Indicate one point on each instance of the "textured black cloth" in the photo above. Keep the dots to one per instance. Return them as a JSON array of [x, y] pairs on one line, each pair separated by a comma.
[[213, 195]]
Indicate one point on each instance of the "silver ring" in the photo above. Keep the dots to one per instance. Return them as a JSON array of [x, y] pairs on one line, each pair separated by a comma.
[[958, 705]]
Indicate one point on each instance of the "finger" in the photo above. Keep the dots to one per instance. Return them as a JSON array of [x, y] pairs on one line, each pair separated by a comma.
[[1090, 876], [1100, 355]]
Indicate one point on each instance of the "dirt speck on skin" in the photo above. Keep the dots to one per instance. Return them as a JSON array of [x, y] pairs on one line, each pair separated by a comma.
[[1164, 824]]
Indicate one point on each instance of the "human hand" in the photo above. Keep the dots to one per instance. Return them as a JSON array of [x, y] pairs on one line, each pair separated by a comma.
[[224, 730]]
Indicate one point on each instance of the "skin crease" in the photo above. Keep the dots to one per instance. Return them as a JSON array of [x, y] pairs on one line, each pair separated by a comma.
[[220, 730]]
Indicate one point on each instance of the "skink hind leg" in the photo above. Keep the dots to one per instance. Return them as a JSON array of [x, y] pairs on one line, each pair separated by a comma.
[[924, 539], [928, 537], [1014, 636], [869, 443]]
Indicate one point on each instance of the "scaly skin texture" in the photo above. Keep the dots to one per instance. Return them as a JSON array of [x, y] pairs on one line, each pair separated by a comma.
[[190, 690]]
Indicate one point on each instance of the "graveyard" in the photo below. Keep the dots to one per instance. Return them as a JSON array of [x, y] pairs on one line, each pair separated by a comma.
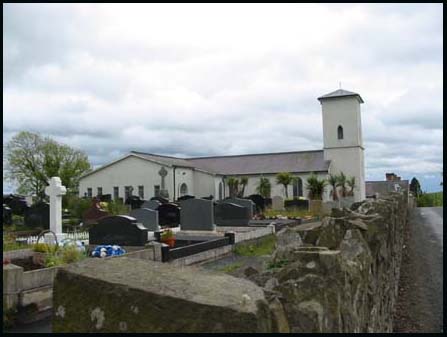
[[240, 254]]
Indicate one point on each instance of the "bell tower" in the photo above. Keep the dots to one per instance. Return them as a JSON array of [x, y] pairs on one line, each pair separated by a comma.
[[342, 136]]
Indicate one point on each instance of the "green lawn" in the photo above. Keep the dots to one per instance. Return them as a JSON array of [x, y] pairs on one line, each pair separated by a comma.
[[430, 200]]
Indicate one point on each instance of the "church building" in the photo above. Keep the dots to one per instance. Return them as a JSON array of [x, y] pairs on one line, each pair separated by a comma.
[[148, 175]]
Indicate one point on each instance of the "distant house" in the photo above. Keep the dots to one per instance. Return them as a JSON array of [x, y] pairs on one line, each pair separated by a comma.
[[148, 175]]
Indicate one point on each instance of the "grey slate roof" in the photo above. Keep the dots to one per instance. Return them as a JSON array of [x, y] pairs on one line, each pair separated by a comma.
[[383, 187], [340, 93], [166, 160], [303, 161]]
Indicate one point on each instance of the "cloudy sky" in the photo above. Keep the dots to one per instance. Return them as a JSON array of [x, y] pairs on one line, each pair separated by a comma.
[[198, 80]]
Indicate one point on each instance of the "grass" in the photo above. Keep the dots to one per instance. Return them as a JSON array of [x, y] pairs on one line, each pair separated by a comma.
[[264, 246], [430, 200], [231, 267], [291, 213]]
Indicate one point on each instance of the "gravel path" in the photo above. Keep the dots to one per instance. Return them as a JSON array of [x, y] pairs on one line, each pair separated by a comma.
[[420, 304]]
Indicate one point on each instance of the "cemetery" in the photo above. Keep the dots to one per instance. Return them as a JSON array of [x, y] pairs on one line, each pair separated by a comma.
[[233, 241]]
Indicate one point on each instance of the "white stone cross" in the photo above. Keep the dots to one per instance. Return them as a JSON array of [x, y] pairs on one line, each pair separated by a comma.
[[55, 191]]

──────────────────────────────

__ACTIVITY__. Output the full material above exactly, leaving every picture out.

__WRITTEN RESPONSE__.
Indicate one point on each instance of the "textured black cloth" in the photo above. Keep the dots to one per instance. Return them as a JSON array of [x, y] pairs on one line, each pair separated by a comma.
[[213, 195]]
Indicate one point on each instance of the "silver ring" in the photo above. Keep the dots to one per instance. Return them as a JSON array of [x, y] pairs on one line, each pair separated by a comma.
[[958, 705]]
Indicate one point on each instance of the "finger" in the photo above. Keep the dots to one per instance. Return them as a JSON array of [x, y] pairs on one line, each pair separated by a comma.
[[1090, 876], [1100, 355]]
Indicate one point on each instance of the "dirt speck on skin" in the photo above. Keep the dots to one per instance. Return them as a JSON array of [x, y] pairs on one line, each pair separated by a comma.
[[1164, 824]]
Indicate one point on each instance of the "human hand" in the photo above. Keep the dots to one per instance. Return them as a JSON array of [x, y] pairs on one line, each pair separated by a comma.
[[224, 730]]
Indicate one point on each instance of the "skin crease" in the photo above. Keep the dots to one per instance. Return them as a JSON array of [x, y] pairs on one line, each pair separated by a comma.
[[220, 730]]
Indicate one point on each instance of the "skink hind leg" in the photo above. Keep the dots to one per instance. Return them as a JSON array of [x, y] pairs on one line, each pair separated by a comma.
[[924, 539], [928, 537], [1014, 636], [869, 443]]
Indicate one point on each instance of the "scaly skin texture" in the photo above. Keep the dots to one per instance. Return them as a JSON array of [x, y] pairs on one line, each pair separated by a comma.
[[190, 690]]
Indicate one point on each instance of the "graveyard" in the photo below. Keep the dots to one per instance. Return them as a JSON array of [x, y] pairs on one line, each pair separated by a comma.
[[240, 254]]
Indicate one point on each instance of the "bell tower" in the photo above. Keep the dots to one per instance. Return them as a JSON array of [x, y] pairs on one line, each pair separated by a comma.
[[342, 136]]
Indicate one point on each instance of the "green lawn" in the photo above. Keep the dots to one per instance. Return them as a JSON array of [x, y] pairs on one line, each pair separated by a comma.
[[430, 200]]
Indicate one point on each instance of the "church building" in the photo above. Keep the dots to one per instance. Return them as a JSON array of [x, y] pairs on one line, each pair separated by a comma.
[[148, 175]]
Indicate one point on each instance of the "distant house" in the photo above. Keep the dots to one per instance. Return them as a JSON array of [x, y] pairs on one line, each pair separated by a comma.
[[148, 175]]
Indicate one point on each instance of the "grey slate roof" in the photo above. Keep the dots to one per instance. Return them as a JSON array of [x, y] pairs on one line, each pair separated by a comma.
[[383, 187], [340, 93], [166, 160], [303, 161]]
Indicate one point on each instance of the "cloudy sky" in the photo above. Keep the dots to one per instance. Return them as a JSON array of [x, y] pairs on one line, each pair separated by a comma.
[[198, 80]]
Indicate one point on each instance of the "grass" in the photo above. Keep the dots to one per instance. Return them as a JSON array of [x, y] pairs on one line, each pair separated by a comma.
[[264, 246], [430, 200], [231, 267], [291, 213]]
Indicate one point on each instance of the "gravel path" in the photo above. Keep the dots to one per instance. Return them as a JSON array of [x, y] pairs on one line, each pair separated by a comma.
[[420, 304]]
Indicate one point on each instance of the "cemetery" in the photo above. Keep the dots to one per instance. Return them as a JSON array of [x, y] pairs on one line, each pair separated by a comma.
[[233, 241]]
Indicate one point on each instance of the "white stone cross" in the photo above. Keep the dots to one per instance. Return them as a JSON array of [x, y] pairs on one line, each pair separated by a comma.
[[55, 191]]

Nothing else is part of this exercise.